• **EXERCISE A**: Name every phase of the curve that the chart explanation describes.
• **EXERCISE B**: Reproduce word for word the stretch of the chart explanation from "Think of the" through "before the next.".
• **EXERCISE C**:
Answer the following from the chart explanation.
(i) Which injection day does Week 0 correspond to?
(ii) How far past the selected cycle length does the chart extend?
(iii) What does a steeper fall in the clearance tail indicate?

• **EXERCISE TEXT**:
┄┄┄┄┄┄┄┄┄┄┄┄┄┄┄┄┄┄┄┄
The Y-axis shows relative blood-level concentration in arbitrary units proportional to your entered dose (mg or mcg). It is not an absolute serum testosterone value in ng/dL or nmol/L — actual blood levels depend on individual metabolism, injection site, body composition, and many other factors.
Think of the Y-axis as a shape indicator: it accurately shows you when levels peak, trough, and reach steady-state, even if the exact number doesn’t match a lab result.
What is the X-axis?
The X-axis is time in weeks from the start of your cycle. Week 0 is injection day 1. The chart extends 2 weeks past your selected cycle length so you can see the washout/clearance tail.
What does the curve shape mean?
Rising phase (weeks 1–4 typically): Each injection adds more compound than has been cleared. Blood levels climb toward steady-state.
Plateau / steady-state: The amount injected per interval equals the amount eliminated. The curve flattens into a saw-tooth wave — peaks right after each injection, troughs just before the next.
Clearance tail (after last injection): No new compound is added; levels fall exponentially. The steeper the fall, the shorter the half-life.
Key pharmacokinetic terms explained
Half-life (t½)
┄┄┄┄┄┄┄┄┄┄┄┄┄┄┄┄┄┄┄┄
Extracted records
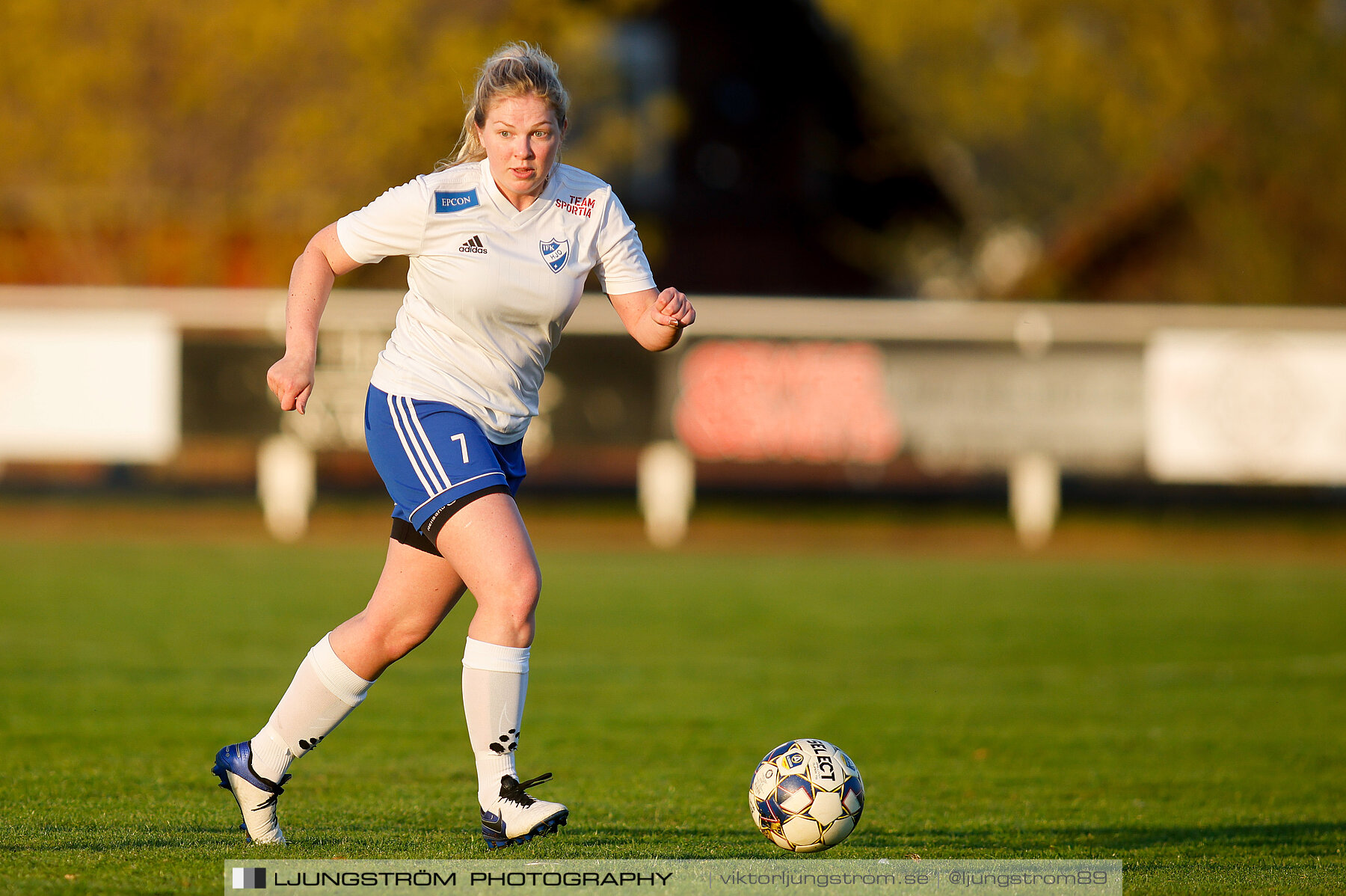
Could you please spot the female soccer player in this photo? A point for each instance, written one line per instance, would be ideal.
(501, 240)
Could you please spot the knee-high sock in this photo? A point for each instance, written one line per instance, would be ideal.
(494, 687)
(325, 690)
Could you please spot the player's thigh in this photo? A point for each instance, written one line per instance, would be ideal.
(415, 591)
(489, 548)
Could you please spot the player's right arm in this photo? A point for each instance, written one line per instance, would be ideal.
(310, 284)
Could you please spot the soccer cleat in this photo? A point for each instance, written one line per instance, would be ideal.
(517, 818)
(256, 795)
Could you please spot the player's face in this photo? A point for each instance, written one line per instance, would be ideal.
(521, 138)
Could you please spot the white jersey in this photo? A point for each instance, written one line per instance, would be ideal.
(491, 287)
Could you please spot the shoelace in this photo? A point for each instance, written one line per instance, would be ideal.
(271, 801)
(513, 790)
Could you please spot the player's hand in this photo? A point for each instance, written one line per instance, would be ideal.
(671, 308)
(292, 381)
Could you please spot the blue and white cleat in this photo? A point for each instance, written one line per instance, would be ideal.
(517, 818)
(256, 795)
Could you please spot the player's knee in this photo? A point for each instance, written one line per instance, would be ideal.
(403, 639)
(525, 591)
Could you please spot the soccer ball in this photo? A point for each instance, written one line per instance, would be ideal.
(807, 795)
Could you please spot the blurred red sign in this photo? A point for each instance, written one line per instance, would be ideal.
(802, 401)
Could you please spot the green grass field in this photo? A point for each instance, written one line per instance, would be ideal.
(1186, 717)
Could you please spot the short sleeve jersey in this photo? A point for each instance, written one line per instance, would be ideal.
(491, 288)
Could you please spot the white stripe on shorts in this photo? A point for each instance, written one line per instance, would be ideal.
(430, 448)
(412, 452)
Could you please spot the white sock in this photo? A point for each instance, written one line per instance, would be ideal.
(494, 687)
(325, 690)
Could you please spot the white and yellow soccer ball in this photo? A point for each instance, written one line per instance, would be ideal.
(807, 795)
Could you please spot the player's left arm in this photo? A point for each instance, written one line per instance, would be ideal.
(654, 319)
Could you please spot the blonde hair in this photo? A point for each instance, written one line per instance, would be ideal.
(517, 69)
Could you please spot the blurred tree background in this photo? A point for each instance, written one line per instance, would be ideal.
(974, 148)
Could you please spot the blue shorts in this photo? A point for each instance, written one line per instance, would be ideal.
(435, 459)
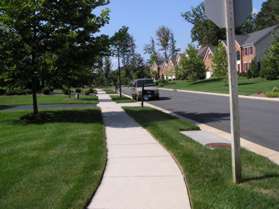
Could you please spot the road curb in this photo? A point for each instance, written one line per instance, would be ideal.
(253, 147)
(223, 95)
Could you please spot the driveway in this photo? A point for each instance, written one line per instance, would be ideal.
(259, 120)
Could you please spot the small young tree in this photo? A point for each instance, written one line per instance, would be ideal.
(270, 62)
(155, 58)
(220, 63)
(254, 71)
(191, 67)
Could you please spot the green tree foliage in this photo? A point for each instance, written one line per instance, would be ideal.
(191, 67)
(249, 26)
(220, 63)
(173, 49)
(57, 33)
(269, 14)
(270, 62)
(204, 31)
(254, 71)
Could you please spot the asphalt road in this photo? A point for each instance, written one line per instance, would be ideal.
(259, 120)
(46, 107)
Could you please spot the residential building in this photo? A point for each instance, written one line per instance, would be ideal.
(167, 69)
(248, 48)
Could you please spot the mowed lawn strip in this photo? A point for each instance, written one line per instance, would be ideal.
(208, 172)
(246, 86)
(56, 164)
(122, 99)
(50, 99)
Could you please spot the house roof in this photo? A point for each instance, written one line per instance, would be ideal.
(253, 38)
(202, 51)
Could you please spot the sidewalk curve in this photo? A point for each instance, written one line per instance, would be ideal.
(140, 173)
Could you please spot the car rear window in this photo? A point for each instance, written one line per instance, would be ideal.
(146, 83)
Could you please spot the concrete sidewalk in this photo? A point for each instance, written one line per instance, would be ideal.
(140, 173)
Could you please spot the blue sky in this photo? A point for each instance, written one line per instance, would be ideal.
(143, 17)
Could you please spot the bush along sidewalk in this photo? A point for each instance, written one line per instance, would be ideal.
(208, 172)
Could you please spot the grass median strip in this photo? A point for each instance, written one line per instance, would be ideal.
(52, 163)
(43, 99)
(208, 171)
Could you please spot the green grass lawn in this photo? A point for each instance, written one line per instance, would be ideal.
(42, 99)
(109, 90)
(56, 164)
(246, 86)
(122, 99)
(208, 172)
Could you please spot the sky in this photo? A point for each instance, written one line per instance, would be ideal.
(144, 17)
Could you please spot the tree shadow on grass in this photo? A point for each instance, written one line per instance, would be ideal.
(259, 178)
(207, 81)
(65, 116)
(5, 107)
(89, 99)
(246, 83)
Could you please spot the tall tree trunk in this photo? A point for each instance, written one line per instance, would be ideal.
(119, 75)
(34, 96)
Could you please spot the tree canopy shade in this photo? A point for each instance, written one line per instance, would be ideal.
(51, 37)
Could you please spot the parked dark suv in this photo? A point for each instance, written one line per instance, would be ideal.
(150, 90)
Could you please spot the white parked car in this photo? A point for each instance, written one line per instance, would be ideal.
(150, 90)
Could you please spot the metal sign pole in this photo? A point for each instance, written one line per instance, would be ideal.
(142, 94)
(233, 82)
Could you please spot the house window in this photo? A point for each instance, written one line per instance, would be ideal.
(238, 55)
(251, 50)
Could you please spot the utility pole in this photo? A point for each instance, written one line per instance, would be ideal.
(233, 83)
(119, 73)
(229, 14)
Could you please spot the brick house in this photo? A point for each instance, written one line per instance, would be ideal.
(248, 48)
(167, 69)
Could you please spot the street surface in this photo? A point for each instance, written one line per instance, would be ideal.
(259, 120)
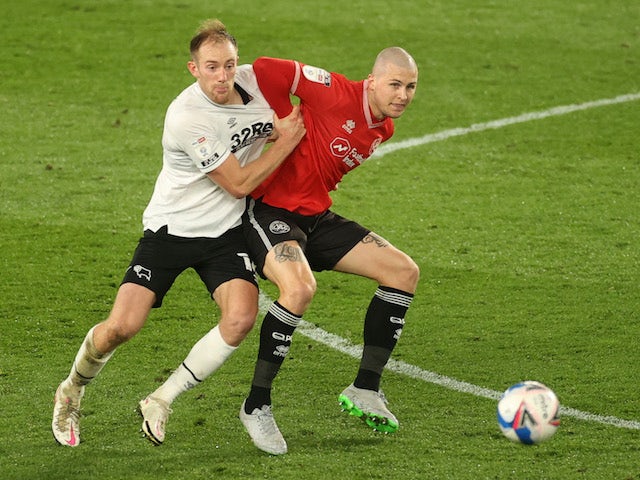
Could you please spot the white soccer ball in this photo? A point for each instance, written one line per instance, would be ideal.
(528, 412)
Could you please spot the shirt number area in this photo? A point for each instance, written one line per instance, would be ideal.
(248, 135)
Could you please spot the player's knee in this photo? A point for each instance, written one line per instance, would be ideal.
(117, 333)
(296, 296)
(239, 323)
(406, 274)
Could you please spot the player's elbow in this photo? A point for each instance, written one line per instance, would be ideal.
(239, 191)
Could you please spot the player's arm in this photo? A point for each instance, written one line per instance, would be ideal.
(276, 79)
(240, 181)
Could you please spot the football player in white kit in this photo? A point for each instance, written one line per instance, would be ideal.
(213, 140)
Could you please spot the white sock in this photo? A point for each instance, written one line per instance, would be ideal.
(88, 363)
(206, 356)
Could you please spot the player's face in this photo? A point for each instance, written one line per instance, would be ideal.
┄┄┄┄┄┄┄┄┄┄┄┄┄┄┄┄┄┄┄┄
• **ANSWER SPACE A**: Rising phase; Plateau / steady-state; Clearance tail

• **ANSWER SPACE B**:
Think of the Y-axis as a shape indicator: it accurately shows you when levels peak, trough, and reach steady-state, even if the exact number doesn’t match a lab result.
What is the X-axis?
The X-axis is time in weeks from the start of your cycle. Week 0 is injection day 1. The chart extends 2 weeks past your selected cycle length so you can see the washout/clearance tail.
What does the curve shape mean?
Rising phase (weeks 1–4 typically): Each injection adds more compound than has been cleared. Blood levels climb toward steady-state.
Plateau / steady-state: The amount injected per interval equals the amount eliminated. The curve flattens into a saw-tooth wave — peaks right after each injection, troughs just before the next.

• **ANSWER SPACE C**:
(i) Injection day 1
(ii) 2 weeks
(iii) A shorter half-life